### ACTIVITY
Please return exactly the lines from the top of the data through the line that contains "Task: indicate the mountain with", and skip all pictures.

### RECORDS TO USE
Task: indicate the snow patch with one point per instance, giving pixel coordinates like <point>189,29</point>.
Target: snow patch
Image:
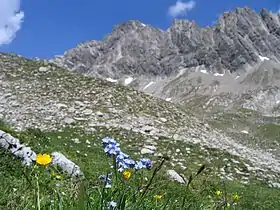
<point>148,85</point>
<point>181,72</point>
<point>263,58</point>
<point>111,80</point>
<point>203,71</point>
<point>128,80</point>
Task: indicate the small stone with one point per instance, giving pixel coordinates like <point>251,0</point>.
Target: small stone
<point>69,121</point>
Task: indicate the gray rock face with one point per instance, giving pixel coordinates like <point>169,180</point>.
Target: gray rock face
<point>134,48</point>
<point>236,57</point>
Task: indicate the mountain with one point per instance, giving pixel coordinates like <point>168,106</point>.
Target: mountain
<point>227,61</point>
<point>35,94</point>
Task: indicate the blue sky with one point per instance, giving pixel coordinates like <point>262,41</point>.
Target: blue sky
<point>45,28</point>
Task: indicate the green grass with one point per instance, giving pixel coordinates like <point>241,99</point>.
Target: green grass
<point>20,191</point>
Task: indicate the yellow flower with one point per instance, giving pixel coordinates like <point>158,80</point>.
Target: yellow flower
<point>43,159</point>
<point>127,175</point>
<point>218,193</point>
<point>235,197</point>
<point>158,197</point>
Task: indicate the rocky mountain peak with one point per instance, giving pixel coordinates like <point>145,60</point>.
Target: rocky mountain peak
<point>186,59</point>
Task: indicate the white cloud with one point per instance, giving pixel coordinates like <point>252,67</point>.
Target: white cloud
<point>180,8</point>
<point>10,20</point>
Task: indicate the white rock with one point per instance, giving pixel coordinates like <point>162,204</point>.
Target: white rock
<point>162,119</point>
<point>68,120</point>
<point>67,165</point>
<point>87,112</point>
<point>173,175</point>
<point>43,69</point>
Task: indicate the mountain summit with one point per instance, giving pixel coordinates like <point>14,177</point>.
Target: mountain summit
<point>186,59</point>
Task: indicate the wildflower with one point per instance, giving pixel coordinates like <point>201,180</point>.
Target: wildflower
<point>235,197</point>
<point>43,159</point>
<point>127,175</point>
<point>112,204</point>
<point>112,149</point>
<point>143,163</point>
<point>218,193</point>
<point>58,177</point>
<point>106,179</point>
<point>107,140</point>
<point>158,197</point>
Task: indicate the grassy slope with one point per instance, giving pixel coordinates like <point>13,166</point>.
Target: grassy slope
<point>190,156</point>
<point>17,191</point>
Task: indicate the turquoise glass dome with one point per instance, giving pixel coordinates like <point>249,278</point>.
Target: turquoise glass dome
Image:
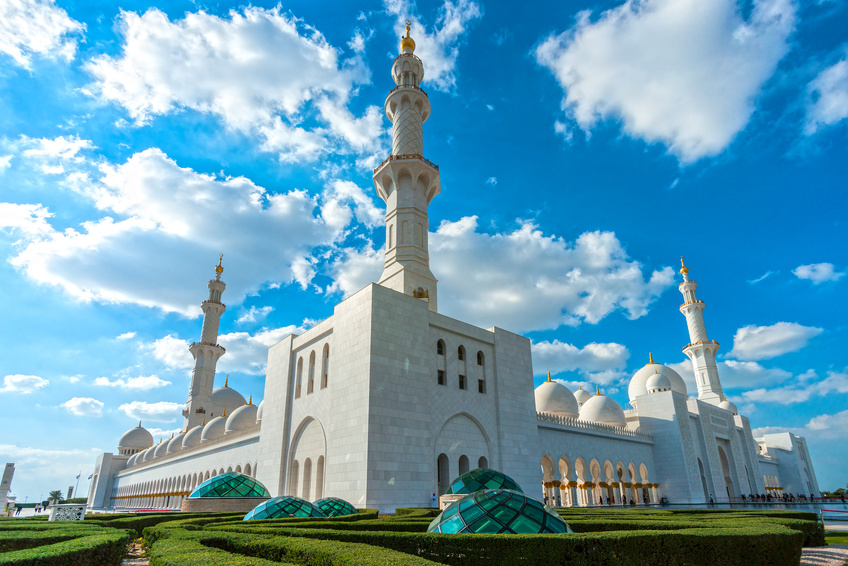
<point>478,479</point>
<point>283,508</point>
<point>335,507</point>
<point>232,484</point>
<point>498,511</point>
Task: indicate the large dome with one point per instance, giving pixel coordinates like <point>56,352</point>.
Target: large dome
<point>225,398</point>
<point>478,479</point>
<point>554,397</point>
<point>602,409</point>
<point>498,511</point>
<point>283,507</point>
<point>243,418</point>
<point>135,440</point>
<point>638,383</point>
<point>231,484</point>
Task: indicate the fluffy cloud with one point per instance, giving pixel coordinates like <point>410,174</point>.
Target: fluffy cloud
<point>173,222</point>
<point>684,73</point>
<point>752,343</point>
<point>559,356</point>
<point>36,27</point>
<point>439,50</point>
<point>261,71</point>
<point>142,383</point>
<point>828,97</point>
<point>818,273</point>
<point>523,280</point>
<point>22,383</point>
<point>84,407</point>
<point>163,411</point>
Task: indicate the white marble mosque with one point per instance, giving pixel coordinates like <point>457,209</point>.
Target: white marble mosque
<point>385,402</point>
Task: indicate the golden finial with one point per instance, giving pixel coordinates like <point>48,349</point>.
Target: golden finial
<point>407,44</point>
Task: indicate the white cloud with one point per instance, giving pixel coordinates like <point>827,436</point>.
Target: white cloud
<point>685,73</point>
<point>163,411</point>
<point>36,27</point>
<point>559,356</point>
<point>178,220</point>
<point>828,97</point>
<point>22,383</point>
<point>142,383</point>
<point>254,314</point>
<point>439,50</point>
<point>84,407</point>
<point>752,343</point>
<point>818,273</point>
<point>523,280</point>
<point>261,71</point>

### SOLUTION TO THIS EXERCISE
Task: indicate the snow patch with one point per instance, giving pixel coordinates like <point>189,29</point>.
Target: snow patch
Image:
<point>148,85</point>
<point>181,72</point>
<point>263,58</point>
<point>111,80</point>
<point>203,71</point>
<point>128,80</point>
Task: indicate the small stone with one point per instance, giving pixel coordinates like <point>251,0</point>.
Target: small stone
<point>69,121</point>
Task: indicate the gray rock face with one point per instance, giving pixel coordinates like <point>169,180</point>.
Target: gray rock face
<point>134,48</point>
<point>236,57</point>
Task: indicate the mountain with one point per instance, giving pixel coordinates like <point>168,106</point>.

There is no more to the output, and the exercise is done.